• Exercise prompt
Convert the records below, from the line that contains "If the brown" through the line that contains "[276,182,366,278]", into a two-column CSV with the header columns label_prompt and boxes and one row per record. Put each record's text and its answer in separate quoted fields, with any line breaks inside a field replaced by spaces.

——

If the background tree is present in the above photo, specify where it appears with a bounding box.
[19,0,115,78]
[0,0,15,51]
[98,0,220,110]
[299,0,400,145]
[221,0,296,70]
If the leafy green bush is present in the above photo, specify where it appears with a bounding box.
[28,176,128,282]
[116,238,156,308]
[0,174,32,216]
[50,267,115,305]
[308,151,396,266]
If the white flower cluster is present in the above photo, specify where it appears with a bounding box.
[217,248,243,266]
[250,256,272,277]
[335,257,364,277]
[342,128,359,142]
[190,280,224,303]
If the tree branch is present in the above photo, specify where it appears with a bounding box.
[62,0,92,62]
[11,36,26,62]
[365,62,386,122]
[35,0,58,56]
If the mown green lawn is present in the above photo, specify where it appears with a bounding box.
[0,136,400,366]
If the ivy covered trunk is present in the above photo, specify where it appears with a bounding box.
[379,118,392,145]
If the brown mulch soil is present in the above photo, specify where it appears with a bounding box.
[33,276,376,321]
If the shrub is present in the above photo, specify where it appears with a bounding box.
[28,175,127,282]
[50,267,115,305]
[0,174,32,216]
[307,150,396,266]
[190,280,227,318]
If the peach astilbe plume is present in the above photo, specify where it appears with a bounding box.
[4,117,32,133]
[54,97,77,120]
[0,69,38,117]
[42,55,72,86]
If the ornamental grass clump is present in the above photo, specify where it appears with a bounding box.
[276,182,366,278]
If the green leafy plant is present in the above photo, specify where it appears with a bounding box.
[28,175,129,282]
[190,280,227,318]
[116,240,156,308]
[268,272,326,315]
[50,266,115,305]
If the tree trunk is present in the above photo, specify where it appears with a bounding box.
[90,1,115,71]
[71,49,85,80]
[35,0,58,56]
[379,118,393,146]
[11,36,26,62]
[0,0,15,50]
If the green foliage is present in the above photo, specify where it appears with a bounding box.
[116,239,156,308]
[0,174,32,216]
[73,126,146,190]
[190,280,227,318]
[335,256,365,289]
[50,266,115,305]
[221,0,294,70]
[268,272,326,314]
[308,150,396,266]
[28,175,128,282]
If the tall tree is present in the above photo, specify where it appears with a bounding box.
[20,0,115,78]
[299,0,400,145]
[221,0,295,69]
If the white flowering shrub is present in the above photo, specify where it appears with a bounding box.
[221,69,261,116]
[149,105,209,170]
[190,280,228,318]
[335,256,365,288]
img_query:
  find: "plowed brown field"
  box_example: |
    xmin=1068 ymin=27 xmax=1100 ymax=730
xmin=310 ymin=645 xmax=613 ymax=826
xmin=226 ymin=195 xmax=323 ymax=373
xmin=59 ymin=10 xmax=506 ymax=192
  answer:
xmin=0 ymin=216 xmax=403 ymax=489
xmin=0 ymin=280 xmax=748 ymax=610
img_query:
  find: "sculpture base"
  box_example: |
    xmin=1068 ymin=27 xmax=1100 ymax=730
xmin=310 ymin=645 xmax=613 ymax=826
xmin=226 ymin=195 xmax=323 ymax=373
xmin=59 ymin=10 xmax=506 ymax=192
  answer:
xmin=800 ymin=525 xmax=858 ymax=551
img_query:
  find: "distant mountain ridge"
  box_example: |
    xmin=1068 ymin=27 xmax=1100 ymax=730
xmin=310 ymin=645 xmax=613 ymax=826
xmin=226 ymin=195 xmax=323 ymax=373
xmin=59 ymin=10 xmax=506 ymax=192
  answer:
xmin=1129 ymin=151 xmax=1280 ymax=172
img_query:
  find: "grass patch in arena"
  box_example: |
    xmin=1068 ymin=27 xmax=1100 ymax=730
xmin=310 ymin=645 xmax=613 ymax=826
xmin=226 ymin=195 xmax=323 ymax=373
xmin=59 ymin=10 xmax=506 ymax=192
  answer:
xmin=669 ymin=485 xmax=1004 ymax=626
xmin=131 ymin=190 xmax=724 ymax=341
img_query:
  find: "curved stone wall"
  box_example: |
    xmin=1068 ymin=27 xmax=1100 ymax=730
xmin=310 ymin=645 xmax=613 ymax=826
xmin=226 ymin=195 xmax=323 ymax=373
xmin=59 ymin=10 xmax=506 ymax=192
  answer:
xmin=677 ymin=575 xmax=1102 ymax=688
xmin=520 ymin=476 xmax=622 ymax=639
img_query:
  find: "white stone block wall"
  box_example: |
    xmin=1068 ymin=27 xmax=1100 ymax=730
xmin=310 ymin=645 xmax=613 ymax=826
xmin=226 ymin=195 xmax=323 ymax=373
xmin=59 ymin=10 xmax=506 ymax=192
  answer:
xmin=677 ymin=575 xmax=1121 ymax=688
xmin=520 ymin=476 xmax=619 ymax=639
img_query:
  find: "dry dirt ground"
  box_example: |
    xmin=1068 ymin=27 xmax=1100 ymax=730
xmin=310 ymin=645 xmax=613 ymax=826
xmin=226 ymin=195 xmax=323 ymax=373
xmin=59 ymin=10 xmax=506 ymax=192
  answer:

——

• Exercise result
label_prompt,boxes
"If the brown mulch soil is present in the above photo, specify where it appears with a bounding box.","[33,276,376,321]"
"If the shrub is present in the above photo, specify where it appears with a bounding box.","[28,175,127,282] [50,267,115,305] [0,174,32,216] [307,150,396,266] [190,280,227,318]"
"If the peach astilbe plume is present in the above photo, specify where it appears with a bounding box.","[4,117,32,133] [54,97,77,120] [0,69,38,117] [42,55,72,86]"
"If the ornamental grass clump is present in the above photo, specify where it appears with a bounding box.","[276,182,366,278]"